Required action 1 =
In the passage on defensive behavior, who developed the SCARF model?
Required action 2 =
Reproduce the section of the passage on defensive behavior that opens with the words "1. Recognize that" and stops after "change of action.".

Source passage =

1. Recognize that defensive behavior is normal, as "defensive behaviors are intended to reduce a perceive threat or avoid an unwanted threat," It is normal for one to be defensive when they feel that something is their fault. These actions are attempted in order to avoid blame or change of action.
2. Never attack a person's defenses. Do not try to “explain someone” to themselves by saying things like, “you know the real reason you are using that excuse is that you cannot bear to be blamed for anything.” Instead, try to concentrate on the act itself rather than on the person.
3. Postpone action. Sometimes it is best to do nothing at all. People frequently react to sudden threats by instinctively closing off and hiding their feelings. When given time the person will be able to give a more composed reaction or answer. These feelings often come from being overloaded, especially in the workplace where overload can have a taxing effect on a person's ability to meet task expectations.
4. Recognize human limitations. Do not expect to be able to solve every problem that comes up, especially the human ones. More importantly, remember that a layman should not try to be a psychologist. Offering employees understanding is one thing; trying to deal with deep psychological problems is another matter entirely.
5. Knowing personal limits and expectations is important in helping others with defensive behavior. Being able to have effective self-observation is important because if there is no solid idea of one's feelings, then trying to help others will come across as too aggressive or too reserved. A smart way to start this change is by asking oneself a couple of different questions, such as "what am I feeling", "what am I thinking", "how else can I think about that," etc. Then proceed to automatically notice if the feelings are winding up or down to act accordingly.

An effective strategy to dealing with defensiveness is the SCARF model which was developed by an Australian neuroscientist named David Rock. The five letters stand for status, certainty, autonomy, relatedness, and fairness. Understanding each domain will help explain the fight or flight response when someone is faced with a stressful situation; and focus on each individuals' skills.

Status threats relate to how important the threat is to others and ourselves, looking at how the situation will help lift or put down the other people involved and forget about ego(s).

Certainty threats deal with predicting the future such as when someone says "I never get told anything in this company." It is actually them asking to be kept in the loop about decisions that are being made.

Autonomy threats are based on the control throughout a situation; if someone is having this threat they will feel like they have not had any say or input and become frustrated as a result. In these situations, giving that person a choice is the best option.

Relatedness threats deal with how comfortable someone feels around other people. In this case, the leader of the group needs to make sure that everyone is feeling included and important. Making sure that everyone's voice is heard and they are important individuals.

Finally, the fairness threat is the perception of both parties that the exchange of content and relation is fair and equal. No one wants to feel like they are putting in 80 percent while the other side is only putting in 20 percent.

Excerpted records =
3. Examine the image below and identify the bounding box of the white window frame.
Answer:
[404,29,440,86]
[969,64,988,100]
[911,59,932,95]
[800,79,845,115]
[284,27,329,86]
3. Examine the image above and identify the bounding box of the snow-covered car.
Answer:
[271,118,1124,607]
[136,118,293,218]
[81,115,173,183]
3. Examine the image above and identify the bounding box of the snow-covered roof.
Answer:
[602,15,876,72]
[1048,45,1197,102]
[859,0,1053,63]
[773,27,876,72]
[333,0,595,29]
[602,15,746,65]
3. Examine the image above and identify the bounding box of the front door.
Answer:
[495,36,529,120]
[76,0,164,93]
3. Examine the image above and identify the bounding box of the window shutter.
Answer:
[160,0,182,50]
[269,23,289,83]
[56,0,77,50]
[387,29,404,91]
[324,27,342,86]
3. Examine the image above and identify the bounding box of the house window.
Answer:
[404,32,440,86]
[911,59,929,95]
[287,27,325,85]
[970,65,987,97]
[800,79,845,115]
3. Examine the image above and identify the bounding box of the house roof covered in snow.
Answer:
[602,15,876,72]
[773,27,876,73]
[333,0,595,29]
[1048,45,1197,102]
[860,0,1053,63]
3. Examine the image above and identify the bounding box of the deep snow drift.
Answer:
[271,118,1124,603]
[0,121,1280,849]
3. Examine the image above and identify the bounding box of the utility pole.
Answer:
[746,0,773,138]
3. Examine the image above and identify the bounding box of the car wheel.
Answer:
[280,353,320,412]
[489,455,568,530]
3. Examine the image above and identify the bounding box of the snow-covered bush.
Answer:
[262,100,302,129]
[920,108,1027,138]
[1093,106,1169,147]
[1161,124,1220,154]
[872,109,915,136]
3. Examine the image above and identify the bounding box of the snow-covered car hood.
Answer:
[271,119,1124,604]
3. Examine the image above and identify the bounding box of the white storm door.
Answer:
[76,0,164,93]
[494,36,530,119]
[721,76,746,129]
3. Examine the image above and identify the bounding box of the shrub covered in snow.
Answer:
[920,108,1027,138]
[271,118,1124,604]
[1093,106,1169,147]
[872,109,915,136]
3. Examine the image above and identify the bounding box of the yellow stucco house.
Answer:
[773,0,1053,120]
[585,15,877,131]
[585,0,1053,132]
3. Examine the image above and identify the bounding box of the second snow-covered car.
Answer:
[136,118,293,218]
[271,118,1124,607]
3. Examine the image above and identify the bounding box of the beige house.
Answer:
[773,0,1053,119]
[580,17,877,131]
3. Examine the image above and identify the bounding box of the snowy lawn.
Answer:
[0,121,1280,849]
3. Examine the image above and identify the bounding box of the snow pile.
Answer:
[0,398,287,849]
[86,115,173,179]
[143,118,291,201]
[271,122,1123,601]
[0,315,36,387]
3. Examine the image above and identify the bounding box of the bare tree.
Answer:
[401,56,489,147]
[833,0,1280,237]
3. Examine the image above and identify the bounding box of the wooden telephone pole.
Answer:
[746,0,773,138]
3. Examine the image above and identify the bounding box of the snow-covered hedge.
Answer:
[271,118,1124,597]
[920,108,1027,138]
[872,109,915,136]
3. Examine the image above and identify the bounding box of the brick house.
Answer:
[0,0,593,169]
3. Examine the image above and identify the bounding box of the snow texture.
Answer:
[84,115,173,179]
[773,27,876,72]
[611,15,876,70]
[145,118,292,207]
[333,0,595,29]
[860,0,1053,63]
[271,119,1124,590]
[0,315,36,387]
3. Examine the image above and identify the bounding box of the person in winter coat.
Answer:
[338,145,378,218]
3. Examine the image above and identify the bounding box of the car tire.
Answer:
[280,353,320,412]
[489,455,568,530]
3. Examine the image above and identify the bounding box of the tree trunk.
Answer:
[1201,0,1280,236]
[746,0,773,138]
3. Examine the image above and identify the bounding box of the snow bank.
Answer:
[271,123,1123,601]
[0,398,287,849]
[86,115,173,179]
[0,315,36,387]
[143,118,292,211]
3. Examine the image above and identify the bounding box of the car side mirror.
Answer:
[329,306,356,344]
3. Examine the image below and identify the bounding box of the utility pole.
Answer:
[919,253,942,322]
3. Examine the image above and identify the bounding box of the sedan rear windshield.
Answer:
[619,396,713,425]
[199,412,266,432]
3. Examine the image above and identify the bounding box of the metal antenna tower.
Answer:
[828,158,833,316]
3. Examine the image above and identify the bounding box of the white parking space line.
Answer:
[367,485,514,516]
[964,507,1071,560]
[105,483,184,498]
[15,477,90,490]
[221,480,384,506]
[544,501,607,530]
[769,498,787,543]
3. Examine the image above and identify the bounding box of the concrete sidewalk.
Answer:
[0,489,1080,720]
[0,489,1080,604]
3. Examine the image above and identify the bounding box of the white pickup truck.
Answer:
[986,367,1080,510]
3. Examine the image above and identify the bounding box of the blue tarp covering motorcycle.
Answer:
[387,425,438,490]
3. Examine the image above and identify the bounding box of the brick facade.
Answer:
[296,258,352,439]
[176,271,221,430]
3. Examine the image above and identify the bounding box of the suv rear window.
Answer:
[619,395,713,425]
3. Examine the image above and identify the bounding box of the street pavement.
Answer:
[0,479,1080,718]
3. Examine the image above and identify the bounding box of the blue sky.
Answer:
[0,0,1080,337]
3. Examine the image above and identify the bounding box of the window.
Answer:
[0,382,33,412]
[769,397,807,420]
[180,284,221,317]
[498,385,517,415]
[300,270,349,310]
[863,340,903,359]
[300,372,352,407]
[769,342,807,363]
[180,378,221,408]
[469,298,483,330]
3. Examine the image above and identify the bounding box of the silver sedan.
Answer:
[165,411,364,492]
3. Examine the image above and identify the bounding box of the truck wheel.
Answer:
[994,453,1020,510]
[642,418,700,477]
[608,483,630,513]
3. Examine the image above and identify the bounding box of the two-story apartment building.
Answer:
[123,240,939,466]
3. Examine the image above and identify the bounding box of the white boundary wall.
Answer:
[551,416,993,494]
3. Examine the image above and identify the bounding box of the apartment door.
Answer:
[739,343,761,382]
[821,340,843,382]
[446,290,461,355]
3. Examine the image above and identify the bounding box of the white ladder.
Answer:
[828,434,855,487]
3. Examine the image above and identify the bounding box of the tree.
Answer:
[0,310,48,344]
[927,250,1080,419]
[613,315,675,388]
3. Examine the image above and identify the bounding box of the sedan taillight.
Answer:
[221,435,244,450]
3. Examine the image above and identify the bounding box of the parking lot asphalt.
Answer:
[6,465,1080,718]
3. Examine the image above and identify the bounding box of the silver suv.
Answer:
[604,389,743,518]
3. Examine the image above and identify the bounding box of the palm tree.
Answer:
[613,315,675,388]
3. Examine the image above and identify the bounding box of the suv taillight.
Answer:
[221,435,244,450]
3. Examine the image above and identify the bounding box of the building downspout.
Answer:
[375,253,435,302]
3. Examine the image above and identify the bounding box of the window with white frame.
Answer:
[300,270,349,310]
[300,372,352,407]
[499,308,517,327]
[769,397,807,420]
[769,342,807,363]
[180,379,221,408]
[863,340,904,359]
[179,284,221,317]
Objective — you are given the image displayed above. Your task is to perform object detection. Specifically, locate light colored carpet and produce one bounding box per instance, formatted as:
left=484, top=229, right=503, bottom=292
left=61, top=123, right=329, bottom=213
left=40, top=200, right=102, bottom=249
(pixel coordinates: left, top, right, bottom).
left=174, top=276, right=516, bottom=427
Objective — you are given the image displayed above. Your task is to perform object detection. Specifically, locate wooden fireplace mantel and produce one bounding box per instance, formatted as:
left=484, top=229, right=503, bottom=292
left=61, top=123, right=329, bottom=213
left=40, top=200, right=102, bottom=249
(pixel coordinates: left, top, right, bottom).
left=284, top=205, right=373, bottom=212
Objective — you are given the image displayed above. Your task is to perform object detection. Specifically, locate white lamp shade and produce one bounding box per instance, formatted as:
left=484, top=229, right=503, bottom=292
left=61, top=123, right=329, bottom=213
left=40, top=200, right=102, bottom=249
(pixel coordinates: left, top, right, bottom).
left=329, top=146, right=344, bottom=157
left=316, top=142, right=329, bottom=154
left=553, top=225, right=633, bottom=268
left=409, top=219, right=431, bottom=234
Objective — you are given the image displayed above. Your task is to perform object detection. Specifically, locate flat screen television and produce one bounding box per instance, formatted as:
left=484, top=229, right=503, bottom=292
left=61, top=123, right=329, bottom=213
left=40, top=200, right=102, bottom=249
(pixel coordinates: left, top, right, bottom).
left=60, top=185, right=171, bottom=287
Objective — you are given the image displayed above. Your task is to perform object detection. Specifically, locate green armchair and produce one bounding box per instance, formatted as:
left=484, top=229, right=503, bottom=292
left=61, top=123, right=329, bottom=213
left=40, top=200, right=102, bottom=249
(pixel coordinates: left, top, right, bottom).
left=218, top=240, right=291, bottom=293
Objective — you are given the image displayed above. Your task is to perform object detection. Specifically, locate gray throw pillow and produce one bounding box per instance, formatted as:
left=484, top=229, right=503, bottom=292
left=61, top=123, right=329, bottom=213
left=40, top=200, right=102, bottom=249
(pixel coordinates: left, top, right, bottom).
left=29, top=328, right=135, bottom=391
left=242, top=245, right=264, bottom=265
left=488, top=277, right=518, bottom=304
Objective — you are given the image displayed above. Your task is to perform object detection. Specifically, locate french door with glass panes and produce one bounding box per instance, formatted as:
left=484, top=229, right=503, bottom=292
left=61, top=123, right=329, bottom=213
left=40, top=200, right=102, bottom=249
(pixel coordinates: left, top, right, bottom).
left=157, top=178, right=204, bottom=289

Exercise result 1 =
An Australian neuroscientist named David Rock.

Exercise result 2 =
1. Recognize that defensive behavior is normal, as "defensive behaviors are intended to reduce a perceive threat or avoid an unwanted threat," It is normal for one to be defensive when they feel that something is their fault. These actions are attempted in order to avoid blame or change of action.